Copy the records that follow, replacing every "a tab character" with "a comma" and leaving everything else unchanged.

__Data shown__:
______________________________

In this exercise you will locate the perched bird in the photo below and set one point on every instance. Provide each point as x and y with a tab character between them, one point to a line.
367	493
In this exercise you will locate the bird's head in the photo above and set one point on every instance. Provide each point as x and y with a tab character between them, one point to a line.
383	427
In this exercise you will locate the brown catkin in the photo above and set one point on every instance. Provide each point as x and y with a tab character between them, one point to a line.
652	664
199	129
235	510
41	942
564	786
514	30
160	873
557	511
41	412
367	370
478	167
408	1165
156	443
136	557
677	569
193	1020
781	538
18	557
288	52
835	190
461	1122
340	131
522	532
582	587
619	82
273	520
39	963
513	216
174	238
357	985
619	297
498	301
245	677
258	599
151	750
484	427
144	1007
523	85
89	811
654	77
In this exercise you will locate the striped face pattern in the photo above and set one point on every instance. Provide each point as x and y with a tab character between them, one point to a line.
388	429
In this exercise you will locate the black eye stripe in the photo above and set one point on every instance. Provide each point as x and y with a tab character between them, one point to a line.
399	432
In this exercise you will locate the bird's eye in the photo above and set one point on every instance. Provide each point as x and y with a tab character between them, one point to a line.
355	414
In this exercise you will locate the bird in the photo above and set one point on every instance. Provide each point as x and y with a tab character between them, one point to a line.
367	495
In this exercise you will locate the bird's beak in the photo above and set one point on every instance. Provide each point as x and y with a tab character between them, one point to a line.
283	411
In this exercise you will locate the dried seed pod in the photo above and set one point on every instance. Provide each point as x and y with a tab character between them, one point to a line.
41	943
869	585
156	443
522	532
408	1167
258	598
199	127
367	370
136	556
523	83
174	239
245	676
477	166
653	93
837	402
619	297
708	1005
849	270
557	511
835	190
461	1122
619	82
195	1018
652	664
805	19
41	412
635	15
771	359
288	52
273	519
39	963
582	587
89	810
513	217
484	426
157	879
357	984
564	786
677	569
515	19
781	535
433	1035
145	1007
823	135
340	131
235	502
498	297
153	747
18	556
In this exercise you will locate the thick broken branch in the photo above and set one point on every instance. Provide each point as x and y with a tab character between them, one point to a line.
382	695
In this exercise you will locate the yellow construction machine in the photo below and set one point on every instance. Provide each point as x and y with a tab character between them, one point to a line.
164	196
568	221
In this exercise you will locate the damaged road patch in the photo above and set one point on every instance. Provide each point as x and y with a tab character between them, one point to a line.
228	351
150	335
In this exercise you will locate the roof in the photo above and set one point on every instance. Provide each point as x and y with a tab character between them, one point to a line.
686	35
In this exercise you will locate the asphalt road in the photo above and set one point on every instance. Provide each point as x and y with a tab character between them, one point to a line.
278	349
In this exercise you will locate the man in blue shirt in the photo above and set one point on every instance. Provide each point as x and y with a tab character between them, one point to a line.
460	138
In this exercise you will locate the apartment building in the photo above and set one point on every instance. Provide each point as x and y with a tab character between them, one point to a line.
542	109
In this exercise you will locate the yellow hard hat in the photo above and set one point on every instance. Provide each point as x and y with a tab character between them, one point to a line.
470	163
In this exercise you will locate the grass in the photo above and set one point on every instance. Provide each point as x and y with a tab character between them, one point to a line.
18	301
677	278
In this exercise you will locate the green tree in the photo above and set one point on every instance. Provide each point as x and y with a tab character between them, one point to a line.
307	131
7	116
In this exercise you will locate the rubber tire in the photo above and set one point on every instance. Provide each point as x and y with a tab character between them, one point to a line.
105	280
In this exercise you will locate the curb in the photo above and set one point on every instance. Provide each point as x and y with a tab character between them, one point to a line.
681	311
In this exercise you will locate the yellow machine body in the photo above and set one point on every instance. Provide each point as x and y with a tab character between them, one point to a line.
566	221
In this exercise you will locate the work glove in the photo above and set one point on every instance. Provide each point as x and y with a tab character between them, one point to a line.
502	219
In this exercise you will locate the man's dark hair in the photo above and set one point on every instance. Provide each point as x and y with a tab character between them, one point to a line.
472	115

______________________________

__Answer to this exercise__:
In this exercise you will locate the perched bird in the photo below and set one point on every instance. Provide each point as x and y with a comma between them, one point to a line.
367	493
In this exercise you will locate the bird's head in the photo above and set one point on every instance. Provide each point as x and y with a comma between them, one point to a line.
383	427
In this exercise you will locate the brown catkin in the photo above and set one point on every instance. Provide each point as x and y with a comma between them, one point to a line.
652	664
199	129
235	510
41	942
564	786
514	30
160	873
557	511
41	412
367	370
478	167
408	1165
156	443
136	557
677	569
193	1020
781	538
18	557
288	52
835	190
461	1122
340	131
522	532
582	587
619	82
273	520
39	963
513	216
174	238
357	985
619	297
498	301
245	677
258	599
151	750
484	427
144	1007
523	85
89	811
654	77
In this exercise you will locate the striped face pattern in the photo above and set one point on every instance. Provide each point as x and y with a comma between them, one point to a line.
388	429
In this exercise you will locate the black eye stripe in the photo above and set one point on every instance. Provide each point as x and y with a comma between them, one point to a line.
399	432
In this exercise you will locate the bird's eye in the photo above and set one point on every instance. Provide each point as x and y with a comma between them, one point to a line.
355	414
In this exercise you will locate the bird in the photo above and set one point on every instance. Provide each point as x and y with a comma between them, one point to a line.
367	495
In this exercise you will locate the bird's beak in the photo above and set one point on every instance. Provide each point as x and y with a comma between them, one point to a line.
283	411
In this exercise you will locate the dried seed pod in the photo above and set one point on every instance. Provide each point as x and y with a comma between them, one point to a line.
41	943
869	585
156	443
522	532
408	1167
258	598
199	127
367	370
136	556
523	83
174	239
245	676
477	166
653	93
837	402
619	297
708	1005
849	270
557	511
835	190
461	1122
619	82
195	1018
652	664
805	19
41	412
635	15
771	359
288	52
273	519
39	963
582	587
89	810
513	217
484	426
157	879
357	984
564	786
677	569
515	19
781	535
433	1035
145	1007
823	135
340	131
235	502
498	297
153	747
18	556
In this exercise you will locate the thick broken branch in the photo above and set one point on every instance. Provide each point as x and y with a comma between them, one point to a line.
382	695
In this exercise you will locate the yellow construction machine in the photo below and set one point on every instance. Provide each point as x and y with a comma between them, one point to a line.
164	196
568	221
In this exercise you will locate the damaged road patch in the photo above and set one point on every instance. Provide each point as x and y with a comma between them, one point to a line.
228	351
150	335
In this exercise you will locate the roof in the photo above and set one point on every instance. Provide each point as x and y with a comma between them, one point to a line.
686	35
In this exercise you will locate the asphalt road in the photo above and set one point on every instance. Provide each point as x and y with a comma between them, one point to a line.
278	349
In this exercise you will locate the man in blue shirt in the photo above and set one point on every instance. Provide each point as x and y with a comma between them, one point to a line.
460	138
In this exercise you will locate the apartment building in the photo above and set one point on every instance. Provide each point as x and y with a comma between them, one point to a line.
542	109
In this exercise you will locate the yellow hard hat in the photo above and set one point on every instance. Provide each point as x and y with a comma between them, one point to a line.
470	163
In this exercise you will locate the grass in the photo above and set one point on every instance. Provide each point as x and y with a comma between them, one point to a line.
18	301
677	278
In this exercise you will locate the green tree in the photo above and set one point on every instance. Provide each point as x and y with a comma between them, one point to a line.
307	131
7	116
In this exercise you will locate the rubber tire in the photo above and set one point on every instance. Provide each point as x and y with a comma between them, one point to a line.
105	280
In this exercise you will locate the curb in the photo above and set one point on every instance. Provide each point as x and y with a comma between them, one point to a line.
681	311
In this exercise you will locate the yellow machine body in the photo above and set one point on every instance. Provide each point as x and y with a comma between them, one point to a line.
566	221
In this exercise you will locate the work glove in the photo above and set one point on every instance. Provide each point as x and y with a comma between them, one point to a line.
502	219
In this exercise you will locate the man's dark hair in the photo above and set one point on every instance. Provide each point as x and y with a comma between them, one point to a line.
472	115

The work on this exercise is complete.